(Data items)
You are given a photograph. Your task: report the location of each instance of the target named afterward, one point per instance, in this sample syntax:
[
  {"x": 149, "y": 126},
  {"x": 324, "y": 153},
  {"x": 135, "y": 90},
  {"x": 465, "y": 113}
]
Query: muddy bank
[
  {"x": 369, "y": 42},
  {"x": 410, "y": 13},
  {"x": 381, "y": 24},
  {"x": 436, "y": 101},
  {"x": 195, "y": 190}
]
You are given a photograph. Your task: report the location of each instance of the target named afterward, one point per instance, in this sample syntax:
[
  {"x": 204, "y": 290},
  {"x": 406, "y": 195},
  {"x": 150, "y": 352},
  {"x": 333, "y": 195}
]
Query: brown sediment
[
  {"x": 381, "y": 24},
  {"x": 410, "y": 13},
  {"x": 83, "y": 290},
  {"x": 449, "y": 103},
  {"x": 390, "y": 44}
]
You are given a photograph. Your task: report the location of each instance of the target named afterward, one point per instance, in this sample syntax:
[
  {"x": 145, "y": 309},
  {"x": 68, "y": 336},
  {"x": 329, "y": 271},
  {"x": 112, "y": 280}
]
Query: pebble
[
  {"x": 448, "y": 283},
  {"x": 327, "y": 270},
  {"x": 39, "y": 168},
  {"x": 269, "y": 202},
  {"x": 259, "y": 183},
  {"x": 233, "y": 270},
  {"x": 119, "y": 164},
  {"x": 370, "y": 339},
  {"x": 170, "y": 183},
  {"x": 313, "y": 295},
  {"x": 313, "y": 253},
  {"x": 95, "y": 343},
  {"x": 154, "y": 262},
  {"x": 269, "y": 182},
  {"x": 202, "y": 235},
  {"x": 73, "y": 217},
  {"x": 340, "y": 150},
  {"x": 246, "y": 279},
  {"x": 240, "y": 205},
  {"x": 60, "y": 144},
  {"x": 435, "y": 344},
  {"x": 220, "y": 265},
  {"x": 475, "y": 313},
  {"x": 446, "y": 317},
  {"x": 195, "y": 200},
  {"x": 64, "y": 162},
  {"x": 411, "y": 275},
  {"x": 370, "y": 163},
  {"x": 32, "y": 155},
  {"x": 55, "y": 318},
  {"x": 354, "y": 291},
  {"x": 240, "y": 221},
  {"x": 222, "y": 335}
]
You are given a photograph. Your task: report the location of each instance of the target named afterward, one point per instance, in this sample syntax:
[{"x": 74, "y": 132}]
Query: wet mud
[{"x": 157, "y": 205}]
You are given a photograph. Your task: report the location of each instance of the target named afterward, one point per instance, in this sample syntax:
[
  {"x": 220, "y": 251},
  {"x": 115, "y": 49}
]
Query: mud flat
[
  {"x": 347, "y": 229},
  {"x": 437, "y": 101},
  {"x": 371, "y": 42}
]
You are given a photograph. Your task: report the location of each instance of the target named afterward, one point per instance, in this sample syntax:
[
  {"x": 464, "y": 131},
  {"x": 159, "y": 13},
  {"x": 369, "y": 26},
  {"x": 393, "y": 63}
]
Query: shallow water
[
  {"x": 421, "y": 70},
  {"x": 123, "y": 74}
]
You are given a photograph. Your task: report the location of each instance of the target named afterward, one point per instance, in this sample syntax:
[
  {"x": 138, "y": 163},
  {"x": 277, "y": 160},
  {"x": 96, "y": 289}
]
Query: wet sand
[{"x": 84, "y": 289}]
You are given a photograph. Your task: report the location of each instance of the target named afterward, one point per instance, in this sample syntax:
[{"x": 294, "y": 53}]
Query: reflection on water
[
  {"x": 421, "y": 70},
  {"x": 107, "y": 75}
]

▸ **Work to do**
From the material above, copy every line that contains the word "water".

▸ **Result of this exercise**
Query: shallow water
Query: reflection on water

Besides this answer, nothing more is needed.